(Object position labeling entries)
┌────────

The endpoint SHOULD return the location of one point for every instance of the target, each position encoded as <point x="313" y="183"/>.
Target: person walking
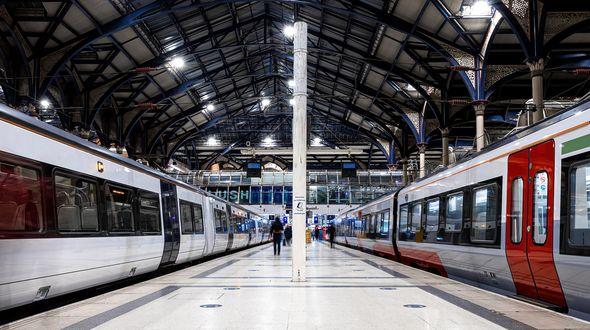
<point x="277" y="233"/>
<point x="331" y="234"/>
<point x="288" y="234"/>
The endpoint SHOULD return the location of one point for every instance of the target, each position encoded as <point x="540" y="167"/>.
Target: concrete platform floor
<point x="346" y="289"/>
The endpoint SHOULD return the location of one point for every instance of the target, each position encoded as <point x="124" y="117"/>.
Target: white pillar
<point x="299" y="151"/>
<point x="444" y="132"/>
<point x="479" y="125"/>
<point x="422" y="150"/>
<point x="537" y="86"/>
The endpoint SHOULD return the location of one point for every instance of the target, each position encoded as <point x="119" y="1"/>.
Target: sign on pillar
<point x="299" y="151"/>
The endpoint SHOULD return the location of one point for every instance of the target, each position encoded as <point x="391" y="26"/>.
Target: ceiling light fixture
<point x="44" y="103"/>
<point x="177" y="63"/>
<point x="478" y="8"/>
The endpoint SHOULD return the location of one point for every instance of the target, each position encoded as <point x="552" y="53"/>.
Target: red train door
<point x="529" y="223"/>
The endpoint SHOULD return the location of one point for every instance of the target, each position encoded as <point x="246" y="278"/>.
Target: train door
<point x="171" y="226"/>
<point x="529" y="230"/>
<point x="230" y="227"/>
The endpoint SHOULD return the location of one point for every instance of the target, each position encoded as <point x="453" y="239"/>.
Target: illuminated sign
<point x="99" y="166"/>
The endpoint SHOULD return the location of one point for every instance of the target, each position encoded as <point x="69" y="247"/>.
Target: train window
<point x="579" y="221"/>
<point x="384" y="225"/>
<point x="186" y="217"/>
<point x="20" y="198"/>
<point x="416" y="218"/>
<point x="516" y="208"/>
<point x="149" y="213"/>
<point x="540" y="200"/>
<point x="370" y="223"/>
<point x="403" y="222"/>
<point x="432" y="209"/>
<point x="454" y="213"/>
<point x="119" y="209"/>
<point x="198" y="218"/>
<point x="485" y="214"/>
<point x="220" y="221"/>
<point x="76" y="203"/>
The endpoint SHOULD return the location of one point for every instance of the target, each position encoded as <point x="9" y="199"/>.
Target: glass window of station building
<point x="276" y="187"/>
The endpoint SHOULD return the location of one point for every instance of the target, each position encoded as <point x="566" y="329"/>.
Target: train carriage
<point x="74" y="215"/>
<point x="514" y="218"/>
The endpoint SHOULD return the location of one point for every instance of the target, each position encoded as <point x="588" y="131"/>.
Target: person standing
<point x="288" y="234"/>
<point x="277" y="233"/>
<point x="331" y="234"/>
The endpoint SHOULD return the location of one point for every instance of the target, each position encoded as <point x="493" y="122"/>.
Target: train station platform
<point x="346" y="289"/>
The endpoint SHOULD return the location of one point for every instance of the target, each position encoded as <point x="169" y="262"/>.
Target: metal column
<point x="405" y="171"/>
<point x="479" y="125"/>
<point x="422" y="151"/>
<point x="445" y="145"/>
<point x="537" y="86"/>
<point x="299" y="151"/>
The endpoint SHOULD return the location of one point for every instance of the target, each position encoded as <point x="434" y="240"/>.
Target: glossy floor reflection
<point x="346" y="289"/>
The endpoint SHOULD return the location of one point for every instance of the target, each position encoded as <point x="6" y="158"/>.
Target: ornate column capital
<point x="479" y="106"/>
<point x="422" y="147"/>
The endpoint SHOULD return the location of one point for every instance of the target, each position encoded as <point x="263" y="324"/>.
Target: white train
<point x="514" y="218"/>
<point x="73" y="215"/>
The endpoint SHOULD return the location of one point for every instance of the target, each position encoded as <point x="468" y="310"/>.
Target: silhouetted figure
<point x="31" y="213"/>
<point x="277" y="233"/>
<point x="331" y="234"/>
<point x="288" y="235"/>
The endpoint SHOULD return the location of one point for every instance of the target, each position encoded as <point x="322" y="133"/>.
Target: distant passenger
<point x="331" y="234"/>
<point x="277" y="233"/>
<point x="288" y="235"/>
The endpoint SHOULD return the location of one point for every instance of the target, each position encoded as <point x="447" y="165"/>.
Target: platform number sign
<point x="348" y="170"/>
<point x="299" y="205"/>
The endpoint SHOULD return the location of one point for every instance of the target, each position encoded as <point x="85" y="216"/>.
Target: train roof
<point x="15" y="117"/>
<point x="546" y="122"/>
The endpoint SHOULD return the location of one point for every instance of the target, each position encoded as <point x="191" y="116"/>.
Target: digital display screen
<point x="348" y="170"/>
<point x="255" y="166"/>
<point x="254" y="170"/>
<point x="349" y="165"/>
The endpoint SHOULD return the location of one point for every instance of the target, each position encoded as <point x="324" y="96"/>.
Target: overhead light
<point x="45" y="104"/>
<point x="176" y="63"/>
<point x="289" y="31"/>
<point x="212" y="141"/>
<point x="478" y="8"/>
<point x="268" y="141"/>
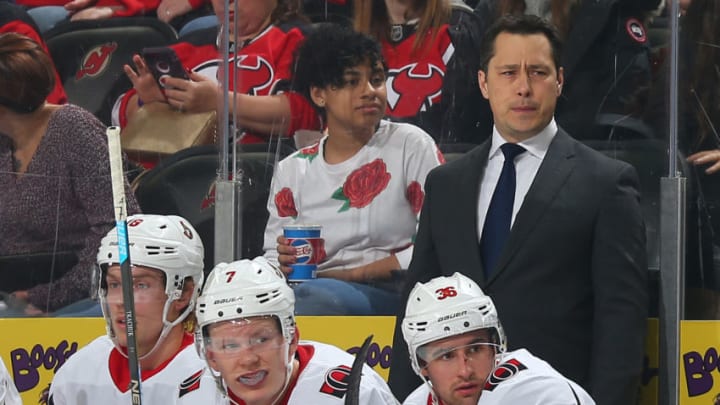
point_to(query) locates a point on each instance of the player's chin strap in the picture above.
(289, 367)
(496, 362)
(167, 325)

└────────

* _GIVEN TASK_: Please rewrite the part of the data that opens with the line containing "point_to(query) locates a" and runs through the end of the data, including that first line. Rescale each coordinate pair by multiplying both numbers by 0.6, round to whole numbers with halves rounded up, and leave all other text unchanged.

* _OUTPUT BELOW_:
point_to(query) locates a point on each instance of the player's chin strap in the picture above.
(173, 220)
(298, 217)
(100, 195)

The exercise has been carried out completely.